Problem to solve:
Please print all of the records below verbatim, keeping every line unchanged.

>> START Data

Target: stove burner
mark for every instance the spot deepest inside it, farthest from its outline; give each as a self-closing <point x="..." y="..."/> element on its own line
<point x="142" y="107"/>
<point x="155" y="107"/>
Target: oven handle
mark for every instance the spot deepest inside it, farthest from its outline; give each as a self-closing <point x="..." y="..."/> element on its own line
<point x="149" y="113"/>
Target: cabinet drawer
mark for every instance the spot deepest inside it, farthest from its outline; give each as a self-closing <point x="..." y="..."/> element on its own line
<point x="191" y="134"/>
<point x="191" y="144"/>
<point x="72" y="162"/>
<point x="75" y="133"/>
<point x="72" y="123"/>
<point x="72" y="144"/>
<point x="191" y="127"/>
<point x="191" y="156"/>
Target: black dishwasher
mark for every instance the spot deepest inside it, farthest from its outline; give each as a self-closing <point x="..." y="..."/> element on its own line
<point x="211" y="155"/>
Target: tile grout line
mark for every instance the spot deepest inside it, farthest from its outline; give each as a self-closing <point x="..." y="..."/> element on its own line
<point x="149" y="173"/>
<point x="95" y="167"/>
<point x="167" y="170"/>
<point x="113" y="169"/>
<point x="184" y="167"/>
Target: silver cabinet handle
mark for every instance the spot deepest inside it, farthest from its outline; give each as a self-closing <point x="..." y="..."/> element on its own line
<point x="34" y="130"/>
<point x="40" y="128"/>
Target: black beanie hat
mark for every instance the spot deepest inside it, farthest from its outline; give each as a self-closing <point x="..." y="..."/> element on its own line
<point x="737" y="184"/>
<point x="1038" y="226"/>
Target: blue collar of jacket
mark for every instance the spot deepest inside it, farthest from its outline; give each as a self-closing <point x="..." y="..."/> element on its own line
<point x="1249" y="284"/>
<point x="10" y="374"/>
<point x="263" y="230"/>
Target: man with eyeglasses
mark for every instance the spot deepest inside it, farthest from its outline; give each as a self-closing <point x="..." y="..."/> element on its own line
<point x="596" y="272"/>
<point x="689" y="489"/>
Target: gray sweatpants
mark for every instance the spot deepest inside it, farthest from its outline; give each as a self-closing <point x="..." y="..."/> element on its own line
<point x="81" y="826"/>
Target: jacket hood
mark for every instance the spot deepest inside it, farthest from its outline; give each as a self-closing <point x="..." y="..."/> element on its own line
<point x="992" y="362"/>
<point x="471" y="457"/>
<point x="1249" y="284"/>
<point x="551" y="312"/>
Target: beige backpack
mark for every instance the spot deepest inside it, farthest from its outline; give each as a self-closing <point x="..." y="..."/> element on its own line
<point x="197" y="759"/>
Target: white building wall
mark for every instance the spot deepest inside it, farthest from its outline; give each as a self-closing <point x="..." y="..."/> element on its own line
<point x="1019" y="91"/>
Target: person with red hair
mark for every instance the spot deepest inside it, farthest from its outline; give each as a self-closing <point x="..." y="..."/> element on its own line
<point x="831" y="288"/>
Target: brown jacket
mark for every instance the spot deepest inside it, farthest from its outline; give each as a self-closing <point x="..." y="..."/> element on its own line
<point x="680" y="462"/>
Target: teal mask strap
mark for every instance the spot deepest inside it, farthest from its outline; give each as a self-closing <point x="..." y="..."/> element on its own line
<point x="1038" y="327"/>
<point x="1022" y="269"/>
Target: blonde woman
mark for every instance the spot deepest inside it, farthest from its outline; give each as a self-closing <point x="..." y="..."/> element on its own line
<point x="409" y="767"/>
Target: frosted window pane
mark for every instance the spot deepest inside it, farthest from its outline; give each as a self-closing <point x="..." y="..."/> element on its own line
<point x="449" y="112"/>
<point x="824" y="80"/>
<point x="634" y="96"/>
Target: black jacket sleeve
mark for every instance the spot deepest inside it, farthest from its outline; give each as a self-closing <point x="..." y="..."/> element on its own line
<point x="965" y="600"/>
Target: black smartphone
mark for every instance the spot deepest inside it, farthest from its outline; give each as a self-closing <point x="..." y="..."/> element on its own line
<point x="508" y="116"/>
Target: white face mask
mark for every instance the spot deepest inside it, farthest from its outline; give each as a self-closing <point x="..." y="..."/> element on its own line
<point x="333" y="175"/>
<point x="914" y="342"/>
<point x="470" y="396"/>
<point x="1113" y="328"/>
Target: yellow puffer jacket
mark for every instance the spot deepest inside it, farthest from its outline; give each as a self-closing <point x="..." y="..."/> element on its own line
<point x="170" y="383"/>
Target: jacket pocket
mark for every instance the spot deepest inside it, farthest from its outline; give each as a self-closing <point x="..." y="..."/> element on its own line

>> END Data

Correct response:
Target: stove burner
mark for every instance the spot deepest inside it, farthest from its outline; give each as a self-closing <point x="..." y="..."/> element on its own line
<point x="142" y="107"/>
<point x="155" y="107"/>
Target: oven handle
mark for every instance the spot deepest inside it, farthest from its outline; give each as a self-closing <point x="..." y="..."/> element on its own line
<point x="149" y="113"/>
Target: cabinet drawer
mark for every instance the spot deepest inside it, farthest from its outline; give each as a self-closing <point x="..." y="..."/> element on its own line
<point x="191" y="134"/>
<point x="191" y="144"/>
<point x="72" y="162"/>
<point x="75" y="133"/>
<point x="72" y="123"/>
<point x="72" y="144"/>
<point x="191" y="127"/>
<point x="191" y="156"/>
Target: black dishwasher
mark for every instance the spot deepest inside it, farthest from its outline; give each as a self-closing <point x="..." y="..."/> element on its own line
<point x="211" y="155"/>
Target: tile grout line
mark for every instance the spot deepest inside it, farthest from its outline; give each as a self-closing <point x="..." y="..."/> element on its own line
<point x="149" y="173"/>
<point x="95" y="167"/>
<point x="167" y="170"/>
<point x="113" y="169"/>
<point x="184" y="167"/>
Target: silver cabinet handle
mark for every instance the spot deepest inside it, farthest from its outline; give each as a self-closing <point x="..." y="..."/> element on its own line
<point x="34" y="130"/>
<point x="40" y="128"/>
Target: black beanie hat
mark for every instance the spot deepest inside it, farthest from its outline; give each as a self-closing <point x="..." y="..."/> element on its own line
<point x="737" y="184"/>
<point x="1038" y="226"/>
Target: blue collar of jacket
mark for every instance the spot deepest inside it, farthest from its outline; give each as a self-closing <point x="..." y="..."/> element on its own line
<point x="1249" y="284"/>
<point x="10" y="374"/>
<point x="263" y="230"/>
Target: man with eyeglasses
mark for every instance the spot deepest inside it, farthest from its outline; give each as a self-closing <point x="..." y="..."/> element on its own line
<point x="596" y="272"/>
<point x="689" y="489"/>
Target: gray sweatpants
mark for every instance the spot deepest inside it, farthest from its outline; give each as a self-closing <point x="..." y="..."/> element on its own line
<point x="81" y="826"/>
Target: jacket hood
mark for every instance the spot deepest inside it, farthest from its outline; give each as a self-closing <point x="..." y="..."/> element on its own line
<point x="992" y="362"/>
<point x="471" y="457"/>
<point x="1249" y="284"/>
<point x="551" y="312"/>
Target: beige backpack
mark for every instance the spot deepest inside it, farthest from its outline; give each as a self-closing <point x="..." y="..."/> element on its own line
<point x="197" y="759"/>
Target: white building wall
mark for every instance the spot deepest inside it, farthest from its outline; give each as a self-closing <point x="..." y="..."/> element on its own line
<point x="1019" y="91"/>
Target: person with red hair
mark for every instance the spot deepest inside it, farthest from its outline; give each as a self-closing <point x="..." y="..."/> element on its own line
<point x="831" y="288"/>
Target: brown jacket
mark for every instance the spot deepest inside it, farthest from its outline; give each as a self-closing <point x="..." y="..."/> element on its own line
<point x="680" y="462"/>
Target: teal mask strap
mark for every instance the spot deepest inside it, farthest from its outline; give each as a self-closing <point x="..." y="..."/> element on its own line
<point x="1038" y="327"/>
<point x="1022" y="269"/>
Target: blonde woman
mark for every instance the spot deepest inside it, farthest from its outline; give each as a self-closing <point x="..." y="..."/> element on its own line
<point x="409" y="767"/>
Target: frosted window pane
mark for every instance the spot deepest inside it, farthest from its outline; give each as a self-closing <point x="..." y="..."/> element on its own line
<point x="449" y="112"/>
<point x="824" y="80"/>
<point x="634" y="96"/>
Target: black jacket sleeve
mark for every instance the spot deepest inside it, farthest from its outline; give each as a self-closing <point x="..." y="..."/> element on its own line
<point x="965" y="600"/>
Target: black smartphone
mark for every instance the spot deepest inside it, farthest from its outline; give each as a self-closing <point x="..." y="..."/> element on its own line
<point x="508" y="116"/>
Target: white face mask
mark for every instance the spot deepest inside it, farthest from its outline; give each as a self-closing <point x="..." y="..."/> element on its own line
<point x="333" y="175"/>
<point x="914" y="342"/>
<point x="470" y="396"/>
<point x="1113" y="328"/>
Target: yellow puffer jacket
mark for every instance the spot deepest inside it, farthest from its outline; give each as a self-closing <point x="..." y="..."/> element on its own line
<point x="170" y="383"/>
Target: jacket pocket
mark for every instance the spot deepest inside it, farthest from its outline; give each as a self-closing <point x="..." y="..."/> element on its own line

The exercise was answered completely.